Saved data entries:
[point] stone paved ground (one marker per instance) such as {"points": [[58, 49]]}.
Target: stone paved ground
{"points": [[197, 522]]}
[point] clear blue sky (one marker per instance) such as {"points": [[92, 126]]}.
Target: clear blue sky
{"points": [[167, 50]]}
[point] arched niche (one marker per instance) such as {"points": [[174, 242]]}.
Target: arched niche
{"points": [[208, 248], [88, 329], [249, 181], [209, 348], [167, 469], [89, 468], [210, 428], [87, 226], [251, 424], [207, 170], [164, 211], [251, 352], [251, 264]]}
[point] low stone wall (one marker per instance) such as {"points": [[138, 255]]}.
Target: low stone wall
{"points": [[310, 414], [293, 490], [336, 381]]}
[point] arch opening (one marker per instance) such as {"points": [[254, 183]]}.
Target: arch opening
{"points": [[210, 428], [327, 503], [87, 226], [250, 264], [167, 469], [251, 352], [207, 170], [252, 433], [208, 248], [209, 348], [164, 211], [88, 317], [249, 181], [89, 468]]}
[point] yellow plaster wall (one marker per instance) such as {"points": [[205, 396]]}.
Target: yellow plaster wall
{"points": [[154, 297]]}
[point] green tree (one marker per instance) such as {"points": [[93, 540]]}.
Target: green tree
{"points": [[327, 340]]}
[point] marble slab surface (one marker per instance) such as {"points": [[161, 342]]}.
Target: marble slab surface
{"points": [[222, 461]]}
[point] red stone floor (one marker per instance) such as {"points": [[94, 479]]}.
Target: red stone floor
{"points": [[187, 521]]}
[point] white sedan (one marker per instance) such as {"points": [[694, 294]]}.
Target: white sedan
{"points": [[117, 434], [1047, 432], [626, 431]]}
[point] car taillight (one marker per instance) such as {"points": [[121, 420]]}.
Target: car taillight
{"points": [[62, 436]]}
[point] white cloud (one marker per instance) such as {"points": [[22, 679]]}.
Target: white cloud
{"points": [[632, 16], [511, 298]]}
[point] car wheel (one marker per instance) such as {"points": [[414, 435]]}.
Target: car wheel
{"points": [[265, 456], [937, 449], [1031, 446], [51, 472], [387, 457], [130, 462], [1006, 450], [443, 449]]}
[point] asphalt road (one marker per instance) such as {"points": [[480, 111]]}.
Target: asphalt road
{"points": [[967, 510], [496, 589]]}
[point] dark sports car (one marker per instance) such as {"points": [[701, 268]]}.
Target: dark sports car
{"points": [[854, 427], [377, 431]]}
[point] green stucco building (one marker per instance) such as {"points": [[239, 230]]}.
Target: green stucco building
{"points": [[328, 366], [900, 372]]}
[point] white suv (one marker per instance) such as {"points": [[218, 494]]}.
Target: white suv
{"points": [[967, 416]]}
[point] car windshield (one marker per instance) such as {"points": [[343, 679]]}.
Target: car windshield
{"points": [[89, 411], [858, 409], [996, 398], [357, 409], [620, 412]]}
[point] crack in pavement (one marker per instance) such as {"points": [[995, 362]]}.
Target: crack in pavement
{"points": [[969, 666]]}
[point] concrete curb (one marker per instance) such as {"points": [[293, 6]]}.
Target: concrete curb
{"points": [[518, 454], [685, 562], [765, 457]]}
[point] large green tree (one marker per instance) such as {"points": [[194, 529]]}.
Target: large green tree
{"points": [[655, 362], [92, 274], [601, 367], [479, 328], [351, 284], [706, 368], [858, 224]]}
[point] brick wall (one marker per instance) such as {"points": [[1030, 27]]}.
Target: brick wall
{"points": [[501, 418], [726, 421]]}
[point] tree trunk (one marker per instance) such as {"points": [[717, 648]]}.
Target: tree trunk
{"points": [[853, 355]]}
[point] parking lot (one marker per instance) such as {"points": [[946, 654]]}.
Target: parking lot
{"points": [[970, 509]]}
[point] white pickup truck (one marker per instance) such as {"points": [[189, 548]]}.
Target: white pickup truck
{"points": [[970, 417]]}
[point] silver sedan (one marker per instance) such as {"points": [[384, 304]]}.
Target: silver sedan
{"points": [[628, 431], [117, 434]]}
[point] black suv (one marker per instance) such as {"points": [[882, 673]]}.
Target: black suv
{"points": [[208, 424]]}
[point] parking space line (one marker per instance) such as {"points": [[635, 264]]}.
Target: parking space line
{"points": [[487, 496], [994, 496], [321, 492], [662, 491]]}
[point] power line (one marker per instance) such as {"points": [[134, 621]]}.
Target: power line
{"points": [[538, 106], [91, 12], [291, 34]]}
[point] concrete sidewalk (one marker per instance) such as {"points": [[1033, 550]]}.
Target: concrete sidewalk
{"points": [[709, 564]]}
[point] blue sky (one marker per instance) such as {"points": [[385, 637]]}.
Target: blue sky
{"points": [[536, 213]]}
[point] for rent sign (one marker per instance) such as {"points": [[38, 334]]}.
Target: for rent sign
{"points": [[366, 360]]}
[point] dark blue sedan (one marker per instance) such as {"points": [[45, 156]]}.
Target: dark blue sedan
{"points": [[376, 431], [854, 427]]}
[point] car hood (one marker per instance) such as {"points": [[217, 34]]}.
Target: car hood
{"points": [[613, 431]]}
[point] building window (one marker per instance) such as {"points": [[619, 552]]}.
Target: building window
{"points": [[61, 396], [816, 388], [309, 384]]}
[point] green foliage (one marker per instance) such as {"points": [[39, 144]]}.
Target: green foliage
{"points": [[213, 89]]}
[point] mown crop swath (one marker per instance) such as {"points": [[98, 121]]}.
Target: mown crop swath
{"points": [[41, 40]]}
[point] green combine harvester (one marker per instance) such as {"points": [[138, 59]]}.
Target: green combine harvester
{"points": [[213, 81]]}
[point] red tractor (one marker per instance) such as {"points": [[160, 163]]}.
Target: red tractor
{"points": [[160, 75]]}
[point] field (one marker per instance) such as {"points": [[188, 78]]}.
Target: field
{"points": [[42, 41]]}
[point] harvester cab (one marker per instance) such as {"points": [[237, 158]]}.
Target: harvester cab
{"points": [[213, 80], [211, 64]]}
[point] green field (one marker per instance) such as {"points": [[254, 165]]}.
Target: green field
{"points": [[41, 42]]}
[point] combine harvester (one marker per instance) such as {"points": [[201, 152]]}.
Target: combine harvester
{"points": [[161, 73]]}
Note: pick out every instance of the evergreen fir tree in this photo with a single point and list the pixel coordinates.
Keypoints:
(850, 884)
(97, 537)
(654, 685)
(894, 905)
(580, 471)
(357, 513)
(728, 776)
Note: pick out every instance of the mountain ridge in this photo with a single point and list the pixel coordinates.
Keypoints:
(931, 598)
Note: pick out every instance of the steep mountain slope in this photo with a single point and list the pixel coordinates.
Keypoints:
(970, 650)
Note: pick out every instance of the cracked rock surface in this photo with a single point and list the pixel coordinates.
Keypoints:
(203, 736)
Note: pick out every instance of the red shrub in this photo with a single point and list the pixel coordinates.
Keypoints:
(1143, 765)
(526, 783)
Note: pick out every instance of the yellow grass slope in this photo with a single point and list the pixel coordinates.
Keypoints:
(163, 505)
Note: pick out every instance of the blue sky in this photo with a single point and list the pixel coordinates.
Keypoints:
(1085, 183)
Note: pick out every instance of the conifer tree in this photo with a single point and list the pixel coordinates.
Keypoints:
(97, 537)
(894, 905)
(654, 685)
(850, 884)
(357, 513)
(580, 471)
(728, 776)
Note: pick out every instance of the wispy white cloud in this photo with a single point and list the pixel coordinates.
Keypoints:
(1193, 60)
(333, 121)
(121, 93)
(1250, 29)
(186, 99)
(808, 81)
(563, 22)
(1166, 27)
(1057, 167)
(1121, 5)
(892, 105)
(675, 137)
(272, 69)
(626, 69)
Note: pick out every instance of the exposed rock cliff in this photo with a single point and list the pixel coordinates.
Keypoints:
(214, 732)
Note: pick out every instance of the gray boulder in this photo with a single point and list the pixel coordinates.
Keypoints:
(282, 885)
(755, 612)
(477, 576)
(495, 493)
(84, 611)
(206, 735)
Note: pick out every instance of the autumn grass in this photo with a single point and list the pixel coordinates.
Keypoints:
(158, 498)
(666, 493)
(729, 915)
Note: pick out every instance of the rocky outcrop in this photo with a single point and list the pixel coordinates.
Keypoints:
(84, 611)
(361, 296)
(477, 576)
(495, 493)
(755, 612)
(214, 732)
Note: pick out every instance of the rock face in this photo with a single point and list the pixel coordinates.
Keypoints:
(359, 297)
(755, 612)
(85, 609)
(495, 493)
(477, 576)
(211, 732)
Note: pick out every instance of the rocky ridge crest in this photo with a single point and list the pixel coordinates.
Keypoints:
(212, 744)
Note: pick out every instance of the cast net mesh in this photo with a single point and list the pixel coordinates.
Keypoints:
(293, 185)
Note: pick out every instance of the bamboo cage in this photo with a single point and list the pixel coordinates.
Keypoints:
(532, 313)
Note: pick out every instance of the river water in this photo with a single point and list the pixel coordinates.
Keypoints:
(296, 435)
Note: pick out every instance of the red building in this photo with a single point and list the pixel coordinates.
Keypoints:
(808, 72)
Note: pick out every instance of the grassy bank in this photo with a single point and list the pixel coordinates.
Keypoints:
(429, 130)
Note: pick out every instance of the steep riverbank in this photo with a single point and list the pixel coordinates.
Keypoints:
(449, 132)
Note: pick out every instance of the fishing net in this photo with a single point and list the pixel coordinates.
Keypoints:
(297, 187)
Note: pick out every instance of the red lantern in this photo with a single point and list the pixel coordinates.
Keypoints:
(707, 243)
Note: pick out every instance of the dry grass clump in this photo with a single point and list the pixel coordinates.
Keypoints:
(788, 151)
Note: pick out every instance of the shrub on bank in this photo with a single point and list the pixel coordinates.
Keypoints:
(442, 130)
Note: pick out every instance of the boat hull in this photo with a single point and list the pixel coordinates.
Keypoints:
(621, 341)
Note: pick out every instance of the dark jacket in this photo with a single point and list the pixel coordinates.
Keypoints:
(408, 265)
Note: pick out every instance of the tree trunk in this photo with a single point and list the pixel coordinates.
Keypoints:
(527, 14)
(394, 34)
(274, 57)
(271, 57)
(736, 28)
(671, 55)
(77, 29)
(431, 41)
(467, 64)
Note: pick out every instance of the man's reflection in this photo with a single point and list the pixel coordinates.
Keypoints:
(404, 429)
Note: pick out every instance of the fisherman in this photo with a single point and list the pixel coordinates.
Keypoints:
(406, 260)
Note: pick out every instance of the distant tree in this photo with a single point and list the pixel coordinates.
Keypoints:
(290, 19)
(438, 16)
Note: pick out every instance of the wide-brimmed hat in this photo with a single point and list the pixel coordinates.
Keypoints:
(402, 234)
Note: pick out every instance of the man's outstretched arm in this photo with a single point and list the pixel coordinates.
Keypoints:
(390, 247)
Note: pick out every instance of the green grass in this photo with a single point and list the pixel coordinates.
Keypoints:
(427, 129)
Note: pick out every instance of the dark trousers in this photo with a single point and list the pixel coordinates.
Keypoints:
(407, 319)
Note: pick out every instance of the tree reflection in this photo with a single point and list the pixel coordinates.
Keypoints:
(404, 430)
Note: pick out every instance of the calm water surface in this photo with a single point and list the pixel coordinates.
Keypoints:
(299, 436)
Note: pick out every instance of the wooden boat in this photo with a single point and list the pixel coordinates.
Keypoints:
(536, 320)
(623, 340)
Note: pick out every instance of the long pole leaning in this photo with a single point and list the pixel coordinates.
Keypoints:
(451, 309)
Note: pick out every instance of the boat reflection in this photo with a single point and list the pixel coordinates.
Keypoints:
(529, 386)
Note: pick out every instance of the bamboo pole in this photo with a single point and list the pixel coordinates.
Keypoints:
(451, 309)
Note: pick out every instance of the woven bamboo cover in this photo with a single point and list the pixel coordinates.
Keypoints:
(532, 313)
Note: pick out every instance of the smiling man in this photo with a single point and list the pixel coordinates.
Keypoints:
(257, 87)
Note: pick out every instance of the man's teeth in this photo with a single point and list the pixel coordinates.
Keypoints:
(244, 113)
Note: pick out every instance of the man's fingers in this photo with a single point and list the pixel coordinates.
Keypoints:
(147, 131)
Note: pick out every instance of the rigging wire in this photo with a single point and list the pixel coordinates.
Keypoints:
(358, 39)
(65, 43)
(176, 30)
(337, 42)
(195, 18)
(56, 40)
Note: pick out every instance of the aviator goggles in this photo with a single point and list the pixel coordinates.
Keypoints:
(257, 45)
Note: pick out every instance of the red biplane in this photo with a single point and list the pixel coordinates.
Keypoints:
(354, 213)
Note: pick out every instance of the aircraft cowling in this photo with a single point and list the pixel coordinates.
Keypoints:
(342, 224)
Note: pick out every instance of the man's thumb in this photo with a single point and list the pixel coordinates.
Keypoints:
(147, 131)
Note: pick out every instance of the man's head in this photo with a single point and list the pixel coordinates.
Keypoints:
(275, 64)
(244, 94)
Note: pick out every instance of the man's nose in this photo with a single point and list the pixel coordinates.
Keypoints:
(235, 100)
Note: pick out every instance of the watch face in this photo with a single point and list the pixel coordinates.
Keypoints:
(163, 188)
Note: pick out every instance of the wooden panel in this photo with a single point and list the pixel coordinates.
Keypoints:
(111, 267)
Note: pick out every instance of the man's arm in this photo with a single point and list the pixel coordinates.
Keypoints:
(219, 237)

Task instructions
Of the lines above, count those containing the word "pole", and give the number by itself.

Exercise output
2